** Begin **

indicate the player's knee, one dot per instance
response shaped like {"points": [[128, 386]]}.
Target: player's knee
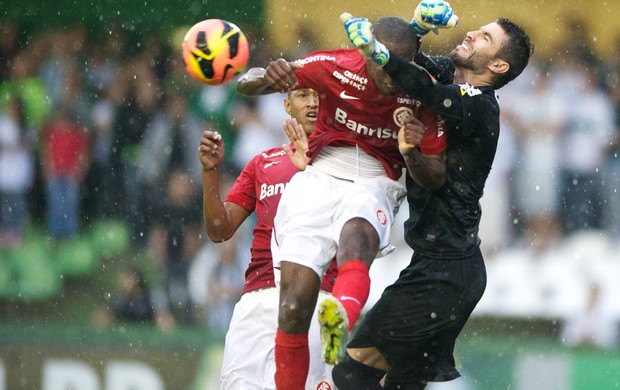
{"points": [[294, 316], [353, 375], [358, 240]]}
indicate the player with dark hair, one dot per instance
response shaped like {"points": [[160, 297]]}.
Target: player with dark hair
{"points": [[407, 338], [344, 202], [248, 361]]}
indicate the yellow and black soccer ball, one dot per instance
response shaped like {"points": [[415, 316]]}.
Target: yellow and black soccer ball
{"points": [[214, 51]]}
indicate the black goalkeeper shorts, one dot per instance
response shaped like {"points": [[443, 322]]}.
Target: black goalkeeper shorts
{"points": [[416, 321]]}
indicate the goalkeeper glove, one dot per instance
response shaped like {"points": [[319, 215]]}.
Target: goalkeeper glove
{"points": [[360, 34], [432, 15]]}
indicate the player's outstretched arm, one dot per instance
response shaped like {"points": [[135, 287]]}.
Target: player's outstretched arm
{"points": [[431, 15], [359, 31], [296, 134], [222, 219]]}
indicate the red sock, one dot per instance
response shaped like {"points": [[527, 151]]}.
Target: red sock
{"points": [[292, 361], [352, 288]]}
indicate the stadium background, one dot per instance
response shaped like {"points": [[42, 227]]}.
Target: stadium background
{"points": [[48, 333]]}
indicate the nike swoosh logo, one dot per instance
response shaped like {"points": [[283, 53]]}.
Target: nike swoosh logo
{"points": [[344, 95], [270, 164]]}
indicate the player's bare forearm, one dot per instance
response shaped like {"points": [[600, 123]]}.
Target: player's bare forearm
{"points": [[217, 221], [429, 171], [253, 83]]}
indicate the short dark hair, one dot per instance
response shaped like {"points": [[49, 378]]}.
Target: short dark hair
{"points": [[398, 35], [516, 49]]}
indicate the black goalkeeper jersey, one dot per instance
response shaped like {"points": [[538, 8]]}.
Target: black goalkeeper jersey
{"points": [[444, 223]]}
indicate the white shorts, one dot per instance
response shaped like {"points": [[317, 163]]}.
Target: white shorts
{"points": [[315, 206], [249, 360]]}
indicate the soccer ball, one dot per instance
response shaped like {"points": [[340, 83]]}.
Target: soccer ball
{"points": [[214, 51]]}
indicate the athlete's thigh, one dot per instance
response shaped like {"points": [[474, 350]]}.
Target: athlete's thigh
{"points": [[248, 361]]}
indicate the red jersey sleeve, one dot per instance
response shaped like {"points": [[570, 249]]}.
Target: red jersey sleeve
{"points": [[243, 192]]}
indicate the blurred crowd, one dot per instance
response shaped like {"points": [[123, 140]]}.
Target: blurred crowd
{"points": [[107, 126]]}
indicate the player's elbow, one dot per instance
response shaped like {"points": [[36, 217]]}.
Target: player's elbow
{"points": [[217, 235]]}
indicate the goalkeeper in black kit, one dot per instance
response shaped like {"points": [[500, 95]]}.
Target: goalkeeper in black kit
{"points": [[407, 339]]}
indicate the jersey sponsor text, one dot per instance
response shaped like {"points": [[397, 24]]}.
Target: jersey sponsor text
{"points": [[380, 132]]}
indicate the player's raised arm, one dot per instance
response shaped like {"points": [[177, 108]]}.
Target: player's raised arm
{"points": [[222, 219]]}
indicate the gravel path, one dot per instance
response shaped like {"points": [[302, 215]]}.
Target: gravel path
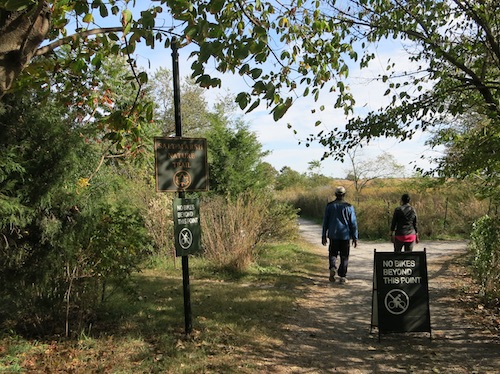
{"points": [[329, 331]]}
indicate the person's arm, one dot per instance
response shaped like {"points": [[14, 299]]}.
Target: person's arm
{"points": [[415, 226], [326, 222], [353, 228], [393, 226]]}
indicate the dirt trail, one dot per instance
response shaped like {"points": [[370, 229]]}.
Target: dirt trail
{"points": [[329, 332]]}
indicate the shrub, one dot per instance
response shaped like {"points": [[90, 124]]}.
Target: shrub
{"points": [[485, 249], [232, 228]]}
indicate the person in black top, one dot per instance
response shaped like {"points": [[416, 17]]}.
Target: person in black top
{"points": [[404, 232]]}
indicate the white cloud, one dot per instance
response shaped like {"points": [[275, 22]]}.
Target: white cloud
{"points": [[284, 142]]}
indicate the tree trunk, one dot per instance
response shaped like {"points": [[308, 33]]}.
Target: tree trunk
{"points": [[21, 33]]}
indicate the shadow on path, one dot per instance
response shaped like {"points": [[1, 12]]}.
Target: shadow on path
{"points": [[329, 332]]}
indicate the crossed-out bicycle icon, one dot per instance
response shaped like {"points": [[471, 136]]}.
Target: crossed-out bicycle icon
{"points": [[397, 301]]}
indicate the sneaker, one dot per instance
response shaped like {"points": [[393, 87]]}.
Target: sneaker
{"points": [[332, 276]]}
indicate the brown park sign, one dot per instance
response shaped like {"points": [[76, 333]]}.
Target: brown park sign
{"points": [[181, 164]]}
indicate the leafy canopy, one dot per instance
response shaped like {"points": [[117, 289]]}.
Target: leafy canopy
{"points": [[299, 48]]}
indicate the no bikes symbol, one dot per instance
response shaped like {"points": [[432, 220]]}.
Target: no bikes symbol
{"points": [[397, 301], [185, 238]]}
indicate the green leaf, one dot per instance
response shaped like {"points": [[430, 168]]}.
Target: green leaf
{"points": [[88, 18], [15, 5], [127, 21]]}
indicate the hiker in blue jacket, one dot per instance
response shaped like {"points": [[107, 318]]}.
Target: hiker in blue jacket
{"points": [[339, 226]]}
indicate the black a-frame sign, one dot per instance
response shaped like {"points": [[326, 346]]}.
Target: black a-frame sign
{"points": [[400, 298]]}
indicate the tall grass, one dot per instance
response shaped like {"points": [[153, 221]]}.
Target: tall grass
{"points": [[444, 210], [233, 227]]}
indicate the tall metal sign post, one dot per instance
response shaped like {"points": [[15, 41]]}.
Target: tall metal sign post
{"points": [[181, 166]]}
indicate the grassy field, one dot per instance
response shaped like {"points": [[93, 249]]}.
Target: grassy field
{"points": [[236, 317]]}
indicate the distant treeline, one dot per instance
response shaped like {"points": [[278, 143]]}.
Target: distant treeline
{"points": [[445, 210]]}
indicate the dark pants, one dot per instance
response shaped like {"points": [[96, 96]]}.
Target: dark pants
{"points": [[335, 248], [398, 246]]}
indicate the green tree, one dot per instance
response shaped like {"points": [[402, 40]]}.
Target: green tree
{"points": [[287, 50], [71, 220], [288, 177], [235, 157], [363, 171]]}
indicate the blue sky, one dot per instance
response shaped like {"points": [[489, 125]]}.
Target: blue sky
{"points": [[281, 141]]}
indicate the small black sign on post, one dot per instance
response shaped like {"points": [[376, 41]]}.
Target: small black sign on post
{"points": [[187, 231], [400, 299], [181, 164]]}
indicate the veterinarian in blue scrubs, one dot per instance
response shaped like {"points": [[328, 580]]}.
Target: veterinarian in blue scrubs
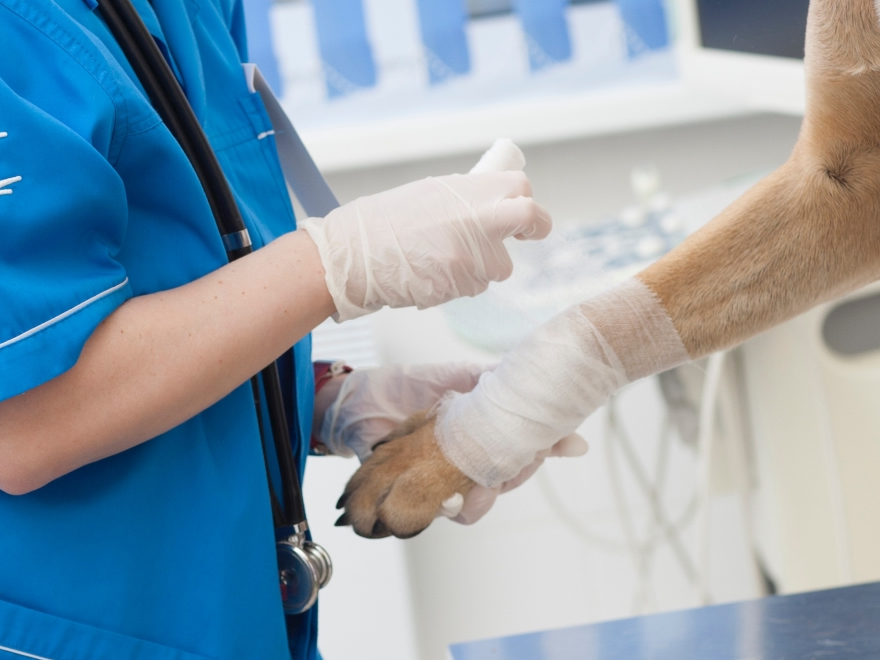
{"points": [[160, 549]]}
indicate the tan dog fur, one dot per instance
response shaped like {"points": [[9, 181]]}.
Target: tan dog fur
{"points": [[808, 233]]}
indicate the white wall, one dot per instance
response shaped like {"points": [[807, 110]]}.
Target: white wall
{"points": [[523, 568]]}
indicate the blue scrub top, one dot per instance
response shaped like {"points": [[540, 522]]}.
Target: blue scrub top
{"points": [[165, 551]]}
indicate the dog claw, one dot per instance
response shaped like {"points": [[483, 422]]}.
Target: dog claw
{"points": [[379, 529]]}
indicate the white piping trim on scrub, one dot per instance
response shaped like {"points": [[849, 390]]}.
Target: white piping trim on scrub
{"points": [[61, 317], [22, 653], [6, 182]]}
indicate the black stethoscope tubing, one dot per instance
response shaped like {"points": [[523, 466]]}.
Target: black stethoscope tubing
{"points": [[170, 102]]}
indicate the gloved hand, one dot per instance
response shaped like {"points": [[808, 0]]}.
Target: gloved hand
{"points": [[480, 499], [373, 402], [425, 243], [492, 438]]}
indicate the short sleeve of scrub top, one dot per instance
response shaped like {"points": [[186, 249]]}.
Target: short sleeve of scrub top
{"points": [[165, 551], [65, 211]]}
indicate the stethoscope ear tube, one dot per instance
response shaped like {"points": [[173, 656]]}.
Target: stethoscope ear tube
{"points": [[170, 102]]}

** End **

Take the line with "indicate the dark pants, one dot per instance" as the first line and the last line of the records above as the final one; reproduce exactly the lines between them, both included, without pictures.

■ **RESPONSE**
indicate the dark pants, one dot per instance
response shaped like {"points": [[96, 96]]}.
Target: dark pants
{"points": [[335, 248], [398, 246]]}
indicate the green tree, one dot per instance
response shaped like {"points": [[402, 40]]}.
Target: green tree
{"points": [[287, 50], [71, 220], [288, 177], [235, 157], [363, 171]]}
indicate the blue sky, one dot per instance
response shaped like {"points": [[489, 125]]}.
Target: blue sky
{"points": [[281, 141]]}
indicate the small black sign on post, one dot per instance
response shaped like {"points": [[376, 41]]}.
Target: small black sign on post
{"points": [[187, 231], [400, 299], [181, 164]]}
indicate the veterinarian in blue scrubs, one dot per instance
response shaped like {"points": [[328, 580]]}.
Target: veterinarian in blue scrubs
{"points": [[160, 549]]}
indicate the tan dog fur, one dot per instance
response shaped like {"points": [[9, 181]]}.
Target: tan dog fur
{"points": [[808, 233]]}
indicate the white wall, one dot per instance
response shaped like {"points": [[807, 110]]}.
Target: white wall
{"points": [[523, 568]]}
indicate the blue scrub top, one dot per instance
response shaped like {"points": [[540, 522]]}.
Target: blue scrub top
{"points": [[165, 551]]}
indicate the dog claw, one dot per instance
response shaped like {"points": [[483, 422]]}.
Target: dog claw
{"points": [[379, 529]]}
indicate the white piping trim on scrub, one dot per instance
response shaped like {"points": [[849, 390]]}.
Target: white piping trim on scrub
{"points": [[61, 317], [22, 653], [6, 182]]}
indicate the black stethoscope tubing, one dot per instance
response shaped like {"points": [[523, 466]]}.
Target: black stethoscope tubing
{"points": [[170, 102]]}
indicate the gloved hand, one dot per instance
response shaped like {"points": [[808, 0]]}.
Target: gloved hand
{"points": [[480, 499], [373, 402], [425, 243], [492, 438]]}
indicate the short sleeve of scrub top, one dot per instance
response shaped like {"points": [[186, 249]]}.
Target: short sleeve of scrub top
{"points": [[165, 551], [65, 211]]}
indicate the stethoscope ear tube, one dot per instance
response shaped like {"points": [[173, 656]]}.
Target: stethoscope ear tube
{"points": [[170, 102]]}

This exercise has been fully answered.